(Referring expression data)

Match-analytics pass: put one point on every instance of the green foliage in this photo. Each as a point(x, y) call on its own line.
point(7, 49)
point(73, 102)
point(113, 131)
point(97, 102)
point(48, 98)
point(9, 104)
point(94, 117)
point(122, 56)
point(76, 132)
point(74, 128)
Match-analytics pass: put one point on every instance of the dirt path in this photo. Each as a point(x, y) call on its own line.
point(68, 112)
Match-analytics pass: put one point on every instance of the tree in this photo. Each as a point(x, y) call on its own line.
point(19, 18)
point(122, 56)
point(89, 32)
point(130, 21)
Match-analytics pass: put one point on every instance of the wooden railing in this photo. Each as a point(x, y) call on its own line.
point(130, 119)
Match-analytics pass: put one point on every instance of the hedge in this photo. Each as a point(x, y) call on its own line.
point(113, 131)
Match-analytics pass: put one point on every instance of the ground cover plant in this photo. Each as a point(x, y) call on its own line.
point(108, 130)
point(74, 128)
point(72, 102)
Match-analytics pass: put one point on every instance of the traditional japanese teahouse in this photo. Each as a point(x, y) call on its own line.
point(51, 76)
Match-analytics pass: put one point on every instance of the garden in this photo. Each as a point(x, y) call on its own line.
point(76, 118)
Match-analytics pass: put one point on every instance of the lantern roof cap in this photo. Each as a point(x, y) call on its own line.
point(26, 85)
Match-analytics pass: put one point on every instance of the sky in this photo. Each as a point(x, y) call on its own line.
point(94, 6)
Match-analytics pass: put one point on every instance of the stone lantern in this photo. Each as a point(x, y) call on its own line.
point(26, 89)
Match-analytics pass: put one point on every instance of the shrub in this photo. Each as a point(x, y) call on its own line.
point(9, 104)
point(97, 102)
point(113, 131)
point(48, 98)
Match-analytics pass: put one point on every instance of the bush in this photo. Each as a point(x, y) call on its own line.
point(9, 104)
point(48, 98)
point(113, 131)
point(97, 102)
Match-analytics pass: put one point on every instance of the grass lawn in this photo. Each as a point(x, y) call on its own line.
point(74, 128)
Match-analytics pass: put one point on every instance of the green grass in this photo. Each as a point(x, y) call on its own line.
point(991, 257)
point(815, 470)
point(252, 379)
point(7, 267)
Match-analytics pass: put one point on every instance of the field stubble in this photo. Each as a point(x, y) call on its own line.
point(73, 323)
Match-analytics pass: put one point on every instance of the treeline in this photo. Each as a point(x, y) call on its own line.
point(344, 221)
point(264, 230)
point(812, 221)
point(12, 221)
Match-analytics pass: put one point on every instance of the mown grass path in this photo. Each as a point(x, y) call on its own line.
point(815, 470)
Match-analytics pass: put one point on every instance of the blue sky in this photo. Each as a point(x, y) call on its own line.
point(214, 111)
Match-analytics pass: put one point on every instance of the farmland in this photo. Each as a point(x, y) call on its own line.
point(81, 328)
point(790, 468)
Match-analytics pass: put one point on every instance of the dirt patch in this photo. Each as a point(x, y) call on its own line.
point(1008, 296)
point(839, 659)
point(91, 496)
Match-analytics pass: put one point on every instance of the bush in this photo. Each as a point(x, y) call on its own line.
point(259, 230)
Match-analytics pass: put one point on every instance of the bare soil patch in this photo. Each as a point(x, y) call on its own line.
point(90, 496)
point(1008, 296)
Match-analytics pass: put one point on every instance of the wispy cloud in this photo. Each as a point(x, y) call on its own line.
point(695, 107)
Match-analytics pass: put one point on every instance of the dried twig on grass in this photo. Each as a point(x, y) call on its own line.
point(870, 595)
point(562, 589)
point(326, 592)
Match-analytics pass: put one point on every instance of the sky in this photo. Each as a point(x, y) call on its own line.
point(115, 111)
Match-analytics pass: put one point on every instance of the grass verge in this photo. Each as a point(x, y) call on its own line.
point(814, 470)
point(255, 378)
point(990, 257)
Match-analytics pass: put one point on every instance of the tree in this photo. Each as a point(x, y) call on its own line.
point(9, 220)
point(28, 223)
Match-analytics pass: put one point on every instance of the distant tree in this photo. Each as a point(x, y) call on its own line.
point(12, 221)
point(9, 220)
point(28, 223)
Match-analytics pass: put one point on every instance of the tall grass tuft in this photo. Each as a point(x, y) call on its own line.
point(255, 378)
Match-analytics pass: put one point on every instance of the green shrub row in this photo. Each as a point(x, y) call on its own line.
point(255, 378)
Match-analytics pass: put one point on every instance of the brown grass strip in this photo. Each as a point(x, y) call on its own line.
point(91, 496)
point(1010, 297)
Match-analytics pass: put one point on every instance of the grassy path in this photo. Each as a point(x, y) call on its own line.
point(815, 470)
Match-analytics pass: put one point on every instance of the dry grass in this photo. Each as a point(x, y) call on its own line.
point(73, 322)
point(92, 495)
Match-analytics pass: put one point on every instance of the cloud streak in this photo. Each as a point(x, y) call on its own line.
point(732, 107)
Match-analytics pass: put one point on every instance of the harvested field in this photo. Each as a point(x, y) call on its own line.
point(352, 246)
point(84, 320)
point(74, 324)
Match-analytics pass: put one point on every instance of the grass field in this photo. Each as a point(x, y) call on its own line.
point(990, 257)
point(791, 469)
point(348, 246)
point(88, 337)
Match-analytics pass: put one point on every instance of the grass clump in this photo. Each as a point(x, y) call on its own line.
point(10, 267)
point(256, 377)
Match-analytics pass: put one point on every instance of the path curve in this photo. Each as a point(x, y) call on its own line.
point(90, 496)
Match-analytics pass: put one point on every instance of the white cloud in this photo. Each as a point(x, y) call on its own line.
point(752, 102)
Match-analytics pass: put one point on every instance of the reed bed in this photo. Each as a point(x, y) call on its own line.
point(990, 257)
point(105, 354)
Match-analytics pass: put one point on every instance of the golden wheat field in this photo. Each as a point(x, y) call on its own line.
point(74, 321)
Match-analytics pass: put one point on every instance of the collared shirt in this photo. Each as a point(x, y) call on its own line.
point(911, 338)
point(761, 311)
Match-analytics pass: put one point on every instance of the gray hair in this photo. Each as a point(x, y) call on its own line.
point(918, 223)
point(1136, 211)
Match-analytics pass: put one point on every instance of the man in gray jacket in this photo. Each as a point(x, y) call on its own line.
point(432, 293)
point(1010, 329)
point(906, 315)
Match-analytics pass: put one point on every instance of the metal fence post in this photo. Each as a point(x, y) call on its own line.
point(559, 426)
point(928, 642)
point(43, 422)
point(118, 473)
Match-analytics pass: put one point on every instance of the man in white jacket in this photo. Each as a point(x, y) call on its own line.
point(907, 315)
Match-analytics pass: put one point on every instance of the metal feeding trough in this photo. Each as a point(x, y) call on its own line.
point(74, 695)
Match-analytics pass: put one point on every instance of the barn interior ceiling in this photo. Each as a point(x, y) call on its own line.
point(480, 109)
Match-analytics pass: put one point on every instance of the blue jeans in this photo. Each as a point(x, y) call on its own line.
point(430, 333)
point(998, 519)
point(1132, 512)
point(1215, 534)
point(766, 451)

What you are asked to do —
Retype all of the data shown above, word for word.

Solution to the exercise —
Match-analytics pass: put one point on every instance of the green foliage in this photo. Each as a point(x, y) call on its own line.
point(7, 49)
point(73, 102)
point(113, 131)
point(97, 102)
point(48, 98)
point(9, 104)
point(94, 117)
point(122, 56)
point(76, 132)
point(74, 128)
Match-analytics pass: put one point on every instance of the dirt path in this photo. Each as a point(x, y) call on its own line.
point(68, 112)
Match-analytics pass: put one point on every instance of the tree in this photo. Each as a point(x, y) call on its own line.
point(19, 18)
point(122, 56)
point(89, 32)
point(130, 21)
Match-analytics pass: put one point on every instance of the wooden railing in this photo. Each as a point(x, y) call on its own line.
point(130, 119)
Match-analytics pass: put one point on every instance of the hedge in this photo. Each as a point(x, y) call on its own line.
point(113, 131)
Match-analytics pass: put one point on every instance of the ground cover plant in this photo. Each as a point(x, y) call on its own line.
point(108, 130)
point(74, 128)
point(72, 102)
Match-analytics pass: put one point on every instance of the traditional japanese teahouse in this photo. Each as a point(x, y) call on its own line.
point(51, 76)
Match-analytics pass: put one point on every instance of the garden in this photo. Each as a point(x, y) call on its own line.
point(76, 118)
Match-analytics pass: put one point on every instance of the lantern roof cap in this photo. Each as a point(x, y) call on its own line.
point(26, 85)
Match-analytics pass: put one point on every instance of the sky in this photo. Each as a point(x, y) call on its own line.
point(94, 6)
Match-analytics pass: put one point on every instance of the stone lantern in this photo. Each as a point(x, y) call on its own line.
point(26, 89)
Match-analytics pass: put one point on every instance of the shrub in this photo. Each as a point(x, y) call on its own line.
point(9, 104)
point(97, 102)
point(113, 131)
point(48, 98)
Match-analytics pass: put one point on every instance of the bush in this photo. Each as a point(x, y) call on its own line.
point(9, 104)
point(48, 98)
point(113, 131)
point(97, 102)
Match-analytics pass: put one point on every instance of the grass lawn in this photo. Each as a point(x, y) call on its own line.
point(74, 128)
Match-analytics pass: put one point on every instance of the green grass in this photo. Each as a point(x, y) call on its own line.
point(991, 257)
point(815, 470)
point(252, 379)
point(7, 267)
Match-analytics pass: put one point on every instance of the field stubble in this photo. Each as a point(x, y) call on its own line.
point(73, 323)
Match-analytics pass: put one point on every instance of the treeline in this photo. Each as a point(x, y) call on its own line.
point(344, 221)
point(264, 230)
point(812, 221)
point(12, 221)
Match-analytics pass: put one point on every instance of the mown grass path in this photo. Each as a point(x, y) call on its own line.
point(815, 470)
Match-analytics pass: put one point on every instance of the blue sky in this photo. Each as a point(x, y) call on its own line.
point(214, 111)
Match-analytics pass: put one point on every instance of the farmland in this photo. Each as a point(x, y) call on its own line.
point(81, 328)
point(790, 468)
Match-analytics pass: put one point on every instance of the dirt patch in this photo. Each as a point(x, y) call on its own line.
point(1008, 296)
point(839, 659)
point(91, 496)
Match-analytics pass: put one point on every instance of the bush in this photo. Each as a point(x, y) call on its own line.
point(259, 230)
Match-analytics pass: put one point on every instance of the bare soil patch in this photo. Each as a point(x, y) call on its own line.
point(90, 496)
point(1008, 296)
Match-analytics pass: put one point on every instance of the wispy cloud in this photo. Each as a point(x, y) call on its own line.
point(695, 107)
Match-analytics pass: put one point on every instance of the dried twig on grass in this photo. Each as a point(x, y) call on its own line.
point(870, 595)
point(562, 589)
point(326, 592)
Match-analytics pass: put one point on every instance of the sky in this photo. Each as a point(x, y) call on its own line.
point(115, 111)
Match-analytics pass: put one point on every instance of the grass verge in this photo. Each as a point(x, y) call on its own line.
point(814, 470)
point(255, 378)
point(990, 257)
Match-analytics pass: put one point on every instance of the tree in this photo. Each as a point(x, y) call on its own line.
point(9, 220)
point(28, 223)
Match-analytics pass: put one point on every instance of the distant tree in this photo. Each as a point(x, y) call on its own line.
point(12, 221)
point(9, 220)
point(28, 223)
Match-analytics pass: put one point on every instance of the tall grass tuft in this photo. Each as a point(x, y) call on its own line.
point(255, 378)
Match-analytics pass: put one point on every instance of the green shrub row in this photo. Each as a point(x, y) call on its own line.
point(255, 378)
Match-analytics pass: put one point on every instance of the brown grass strip in this photo. Each as a point(x, y) call on its own line.
point(91, 496)
point(1010, 297)
Match-analytics pass: put one point on every instance of the grassy path in this photo. Each as a point(x, y) call on its own line.
point(815, 470)
Match-analytics pass: put one point on every instance of the dry grass in this photo. Each as a point(x, y) call on its own line.
point(73, 322)
point(92, 495)
Match-analytics pass: put one point on every instance of the cloud streak in this photo. Each as a point(x, y) call on its own line.
point(732, 107)
Match-analytics pass: put one point on every instance of the harvested field in this photo. Each as a point(x, y) call on its own line.
point(352, 246)
point(84, 320)
point(74, 324)
Match-analytics pass: put one point on every instance of the grass field in this photo. Each as a point(x, y) call on its own line.
point(990, 257)
point(791, 469)
point(348, 246)
point(88, 337)
Match-analytics pass: put one point on every instance of the grass clump in this photo. Each as a point(x, y) call on its own line.
point(10, 267)
point(256, 377)
Match-analytics pass: put one point on every instance of the path curve in this photo. Each as a point(x, y) call on its own line.
point(90, 496)
Match-analytics pass: put one point on every instance of the white cloud in this photo. Each as a point(x, y) call on its own line.
point(752, 102)
Match-analytics pass: put one point on every instance of the reed bed in this photo. Each as a point(x, y) call on its own line.
point(990, 257)
point(105, 354)
Match-analytics pass: put one point on every instance of the golden wheat field in this photo. Each as a point(x, y) call on its own line.
point(74, 321)
Match-analytics pass: put one point on every instance of the collared shirt in this photo. Each as a point(x, y) call on its own line.
point(911, 338)
point(761, 311)
Match-analytics pass: put one point on every instance of the gray hair in this photo. Each as a point(x, y) call on its own line.
point(918, 223)
point(1136, 211)
Match-analytics pass: put one point on every instance of the man in gray jacket in this photo. Each as a point(x, y) call on its own line.
point(432, 293)
point(1010, 329)
point(906, 315)
Match-analytics pass: put one point on every instance of the metal fence post in this photo. Each as a point(x, y) call on its own line.
point(559, 426)
point(928, 642)
point(43, 422)
point(118, 473)
Match-analytics pass: put one point on every instance of the man in white jacket in this photo. Each as a point(x, y) call on its own line.
point(907, 315)
Match-analytics pass: put one point on every instance of the metal feeding trough in this photo. Each as a point(x, y) call on its own line.
point(74, 695)
Match-analytics pass: put one point on every instance of the barn interior ceiling in this photo. Each as a point(x, y) call on its own line.
point(480, 109)
Match-analytics pass: put one point on every instance of the blue jeans in this photo. Each as a point(x, y) call on its own line.
point(430, 333)
point(998, 519)
point(1132, 512)
point(1215, 534)
point(766, 451)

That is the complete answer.